• [GIVEN INSTRUCTION]: Reproduce the material below word for word, omitting the pictures.

====

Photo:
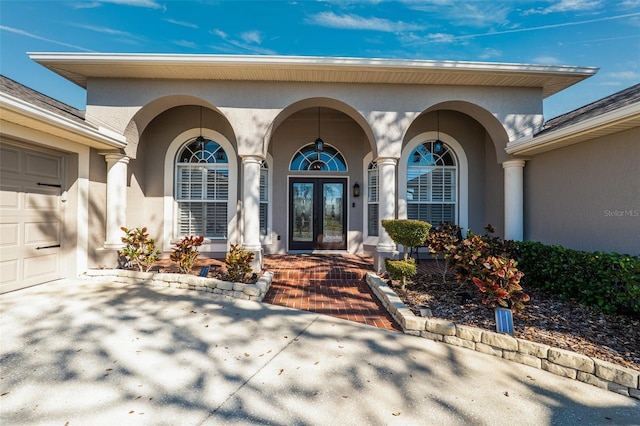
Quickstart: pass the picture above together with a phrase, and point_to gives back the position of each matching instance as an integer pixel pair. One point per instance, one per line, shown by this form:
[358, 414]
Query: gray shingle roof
[610, 103]
[24, 93]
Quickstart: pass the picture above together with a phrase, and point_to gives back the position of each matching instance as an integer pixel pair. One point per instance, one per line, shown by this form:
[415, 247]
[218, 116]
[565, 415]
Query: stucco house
[300, 154]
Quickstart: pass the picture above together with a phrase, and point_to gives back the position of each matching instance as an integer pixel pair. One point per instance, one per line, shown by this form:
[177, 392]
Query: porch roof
[79, 67]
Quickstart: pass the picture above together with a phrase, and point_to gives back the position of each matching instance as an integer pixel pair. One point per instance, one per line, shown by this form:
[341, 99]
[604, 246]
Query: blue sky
[600, 33]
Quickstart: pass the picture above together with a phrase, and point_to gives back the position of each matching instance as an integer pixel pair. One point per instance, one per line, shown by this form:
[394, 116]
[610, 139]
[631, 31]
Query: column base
[258, 259]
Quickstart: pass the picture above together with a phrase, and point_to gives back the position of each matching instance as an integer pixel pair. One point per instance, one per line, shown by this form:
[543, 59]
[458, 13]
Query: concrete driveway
[93, 353]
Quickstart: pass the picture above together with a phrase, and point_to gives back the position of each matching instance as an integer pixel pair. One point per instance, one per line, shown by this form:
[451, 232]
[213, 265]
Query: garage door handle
[51, 246]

====

• [ANSWER TO THIS TASK]:
Photo:
Quickstart: pass the picture above together with a phrase, and point_to gives back the position of each matching instance as an integer pixel pair. One point per instance, one per line, shown by this form:
[358, 414]
Query: gray shingle roof
[610, 103]
[24, 93]
Quickstart: pass the picture above together with a phrase, and point_to gives back the position of each matching instance as an integer pixel pair. One point per instance, one per line, shown by this form:
[415, 247]
[218, 116]
[565, 415]
Query: stucco house
[300, 154]
Quickstart: pass the picture above together with a phrase, and point_to gives back the position of each matching instance as an integer pixel pair. One point per instance, one per line, shown by this form:
[177, 392]
Query: porch roof
[79, 67]
Quickstart: pass the picture above together with a phrase, and point_to gives back the position of each matching instance as an integer pixel pair. One point per instance, one per line, shown by this form:
[341, 99]
[604, 246]
Query: blue sky
[600, 33]
Quickstart: pass the picture above together with a phrase, and point_to gives back the position of each matching instance as an integer pixel pair. One point per instance, one per line, shown by this form:
[394, 116]
[610, 139]
[631, 31]
Query: column base
[258, 259]
Quickstart: pass the picture above together with a phrase, and point_to gives back the position of each matching instance as an integer pixel pair. One point per instance, one per line, shown by this form:
[543, 59]
[458, 13]
Query: concrete driveway
[93, 353]
Quickstart: pass the picture above together with a phrase, and point_to gives back the position of each matching instance as an integer pixel pair. One point per instance, one per line, shown by this form:
[451, 232]
[213, 265]
Query: garage door handle
[51, 246]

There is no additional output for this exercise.